**** 分析用テキスト ****

次に、突起群12を跨ぐように、磁性担体を上下に変位移動させる。より具体的には、例えばマグネットをデバイスの外側面に密着状に配置し、基板1a・1bを介して磁性担体をマグネットに磁性吸着させたうえで、該マグネットを上下方向に所定幅で往復揺動させることにより、磁性担体を突起群12を跨ぐように上下に変位移動させる。このとき、磁性担体の流れ方向は、突起14によって多方向に分散されるため、磁性担体が核酸抽出用溶液中で塊状となることをよく防いで、溶液中で均一に攪拌することができる。より詳しく見てみると、磁性担体は突起14の外周縁に沿うように、蛇行を繰り返しながら間隙15を移動していく。このため、磁性担体が大きな塊状となることはなく、該磁性担体を溶液中に均一に攪拌することができる。このように磁性担体が溶液中によく攪拌されると、該磁性担体に対する核酸の吸着率(結合率)の向上を図ることができるので、最終的な核酸の抽出率(収率)の格段の向上に寄与できる。
反応室3内における核酸抽出用溶液と磁性担体との反応が終了すると、磁性担体を核酸抽出用溶液から引き上げて、流路を介して隣接する反応室3内に移動させる。具体的には、チップ本体2の外側方から、磁性担体が磁性吸着されたマグネット体を基板1a・1bに沿ってコ字状に動かし、これで磁性担体を隣り合う反応室3に移動させる。かかる移動操作に前後して、連通口10から核酸抽出用溶液を反応室3内に送り込む。この反応室3においても、突起群12を跨ぐように、磁性担体を上下に変位移動させて、溶液中における磁性担体の攪拌操作を行う。
以後の反応室3への移動操作および、各反応室3内での攪拌操作は、先と全く同様の手順であるので、ここでは説明を省略する。最後の右端に位置する反応室3における反応操作が終了すると、右側面に位置する連通口9から、目的とする核酸が表面に結合された磁性担体を取り出すことができる。
図4は、この核酸抽出用デバイスを構成する基板1aの製造方法を示す。まず、図4(a)に示すごとく、透明基板20の一方の面(図示例では上面)に、厚膜対応紫外線硬化型のフォトレジスト層21を形成する。次に図4(b)に示すごとく、フォトレジスト層21の無い透明基板20の他方の面(図示例では下面)に、フォトマスク22を貼り付けたのち、光源23から紫外線光を照射して、フォトレジスト層21に対してフォトマスク22を用いたマスキング露光処理を施す(パターニング工程)。露光部分にかかるフォトレジスト層21を変質させたのち、エッチング処理により未露光部分にかかるフォトレジスト層21を溶解除去する。これにて図4(c)に示すごとく、溝5を有する基板1aおよび溝5内の突起群12(図1参照)に相当するパターンレジスト30を透明基板20上に形成することができる。

****

取り組む課題 ->
A) 核酸抽出用デバイスの説明文について、次の問いに答えよ。
(i) 磁性担体は突起14の外周縁に沿って、どのように間隙15を移動するか。
(ii) 目的とする核酸が表面に結合された磁性担体は、どこから取り出せるか。
(iii) 図4(a)の工程で、透明基板20の一方の面に形成されるものは何か。
B) 核酸抽出用デバイスの説明文にある「以後の反応室3への移動操作および、各反応室3内での攪拌操作は、先と全く同様の手順であるので、ここでは説明を省略する。」という一文を英語に訳せ。
C) 核酸抽出用デバイスの説明文の最後の文に続く内容を書け。

**** 提供データ ****

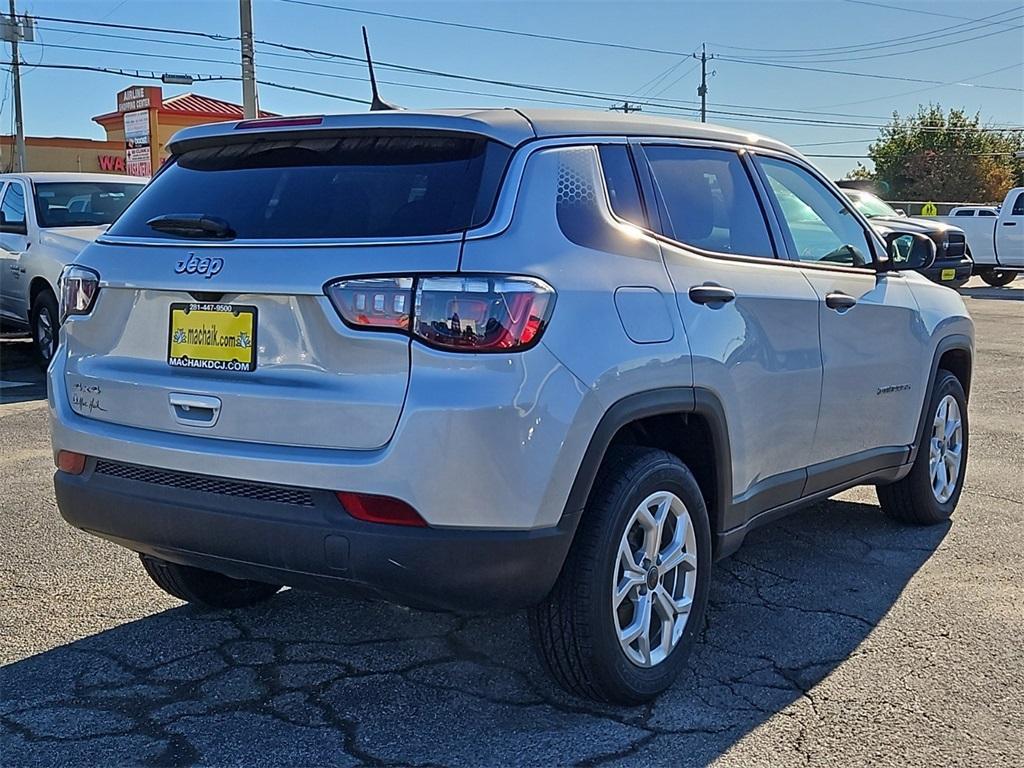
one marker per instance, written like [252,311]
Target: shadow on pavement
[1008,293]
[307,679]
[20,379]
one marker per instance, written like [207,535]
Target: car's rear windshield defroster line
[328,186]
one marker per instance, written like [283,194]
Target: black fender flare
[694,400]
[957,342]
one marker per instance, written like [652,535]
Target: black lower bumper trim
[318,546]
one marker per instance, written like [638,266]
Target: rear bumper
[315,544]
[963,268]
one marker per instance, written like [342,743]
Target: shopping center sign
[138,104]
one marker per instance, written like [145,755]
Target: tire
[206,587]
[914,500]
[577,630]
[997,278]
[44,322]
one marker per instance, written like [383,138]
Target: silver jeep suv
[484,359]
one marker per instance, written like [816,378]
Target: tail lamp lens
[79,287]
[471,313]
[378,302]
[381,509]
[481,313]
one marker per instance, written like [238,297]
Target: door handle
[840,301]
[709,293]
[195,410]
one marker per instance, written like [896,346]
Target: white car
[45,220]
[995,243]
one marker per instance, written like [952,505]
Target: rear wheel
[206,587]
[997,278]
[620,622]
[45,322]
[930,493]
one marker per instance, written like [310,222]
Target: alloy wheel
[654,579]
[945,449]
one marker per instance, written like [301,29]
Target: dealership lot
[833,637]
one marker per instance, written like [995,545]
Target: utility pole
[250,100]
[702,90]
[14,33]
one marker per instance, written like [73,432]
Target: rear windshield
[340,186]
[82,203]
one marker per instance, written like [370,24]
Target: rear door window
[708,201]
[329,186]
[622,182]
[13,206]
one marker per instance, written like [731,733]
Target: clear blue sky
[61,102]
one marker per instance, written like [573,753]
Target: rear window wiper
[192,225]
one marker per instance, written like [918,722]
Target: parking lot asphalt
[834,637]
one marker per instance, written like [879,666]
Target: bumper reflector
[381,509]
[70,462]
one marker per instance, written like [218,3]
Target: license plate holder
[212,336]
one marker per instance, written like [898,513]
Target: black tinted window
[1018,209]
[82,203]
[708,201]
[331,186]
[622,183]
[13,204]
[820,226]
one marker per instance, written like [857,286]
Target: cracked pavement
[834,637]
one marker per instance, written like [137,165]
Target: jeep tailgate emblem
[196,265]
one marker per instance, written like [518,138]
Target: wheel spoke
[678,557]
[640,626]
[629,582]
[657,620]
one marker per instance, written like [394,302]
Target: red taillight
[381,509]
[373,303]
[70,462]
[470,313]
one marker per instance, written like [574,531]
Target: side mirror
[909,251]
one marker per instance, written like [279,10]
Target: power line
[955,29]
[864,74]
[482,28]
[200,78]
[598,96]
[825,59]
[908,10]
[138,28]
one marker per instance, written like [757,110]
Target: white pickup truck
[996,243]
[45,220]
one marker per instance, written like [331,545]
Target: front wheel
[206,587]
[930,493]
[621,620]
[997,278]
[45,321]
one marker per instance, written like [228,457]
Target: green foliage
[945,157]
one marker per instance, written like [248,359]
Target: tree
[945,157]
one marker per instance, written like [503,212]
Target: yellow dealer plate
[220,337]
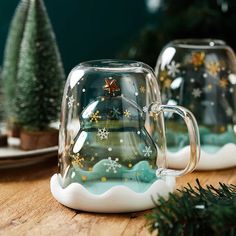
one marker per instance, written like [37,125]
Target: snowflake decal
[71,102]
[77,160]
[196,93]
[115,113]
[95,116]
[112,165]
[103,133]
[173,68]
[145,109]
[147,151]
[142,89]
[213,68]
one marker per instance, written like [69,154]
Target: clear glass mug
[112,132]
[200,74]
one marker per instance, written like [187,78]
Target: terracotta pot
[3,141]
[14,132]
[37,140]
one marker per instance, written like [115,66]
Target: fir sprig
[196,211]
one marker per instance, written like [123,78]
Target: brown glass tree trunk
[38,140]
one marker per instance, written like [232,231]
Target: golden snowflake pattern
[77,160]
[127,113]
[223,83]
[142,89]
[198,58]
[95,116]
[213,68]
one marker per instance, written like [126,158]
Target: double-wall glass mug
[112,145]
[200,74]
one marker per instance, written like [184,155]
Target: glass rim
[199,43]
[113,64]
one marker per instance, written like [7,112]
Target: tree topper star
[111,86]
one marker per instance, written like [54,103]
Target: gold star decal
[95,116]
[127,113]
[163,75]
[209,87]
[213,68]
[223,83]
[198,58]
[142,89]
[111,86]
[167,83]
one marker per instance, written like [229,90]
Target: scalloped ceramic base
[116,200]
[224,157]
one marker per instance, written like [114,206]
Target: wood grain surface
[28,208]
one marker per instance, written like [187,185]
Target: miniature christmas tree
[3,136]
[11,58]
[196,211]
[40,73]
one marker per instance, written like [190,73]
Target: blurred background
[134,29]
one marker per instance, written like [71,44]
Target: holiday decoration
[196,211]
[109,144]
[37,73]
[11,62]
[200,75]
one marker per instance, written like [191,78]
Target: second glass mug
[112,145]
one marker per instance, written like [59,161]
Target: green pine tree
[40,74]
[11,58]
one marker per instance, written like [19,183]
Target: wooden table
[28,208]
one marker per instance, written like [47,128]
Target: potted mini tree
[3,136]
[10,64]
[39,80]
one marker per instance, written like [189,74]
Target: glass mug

****

想定される解答 ->
A)
(i) 蛇行を繰り返しながら移動する。
(ii) 右側面に位置する連通口9から取り出せる。
(iii) 厚膜対応紫外線硬化型のフォトレジスト層21が形成される。

B) The subsequent operations of moving to the reaction chambers 3 and the stirring operations within each reaction chamber 3 follow exactly the same procedure as before, so their description is omitted here.

C)
図4(b)のパターニング工程において使用されるフォトマスク22は、基板および突起群に対応して光を通す透過領域26と、溝部分に対応して光を通さない不透過領域27とで構成されている。図5に示すように、突起群にかかる透過領域26は、各突起に対応する複数個のパターン領域28が、不透過領域27内に島状に配設された形態をとる。各パターン領域28は、その内部で中央部から周縁部に行くに従って、紫外線の透過量が漸減する所謂グラデーションパターンに形成されている。したがって、光源23からフォトマスク22を介してフォトレジスト層21に向けて照射された紫外線光は、パターン領域28の中央部ではフォトレジスト層21の深くまで至り、これの厚み方向の全体まで変質させるのに対し、パターン領域28の周縁部ではフォトレジスト層21の浅い部分のみが紫外線光で変質されることとなる。かくして、このグラデーションパターンを用いて形成されたパターンレジスト30は、図4(c)に示すような上窄まりの円錐状となる。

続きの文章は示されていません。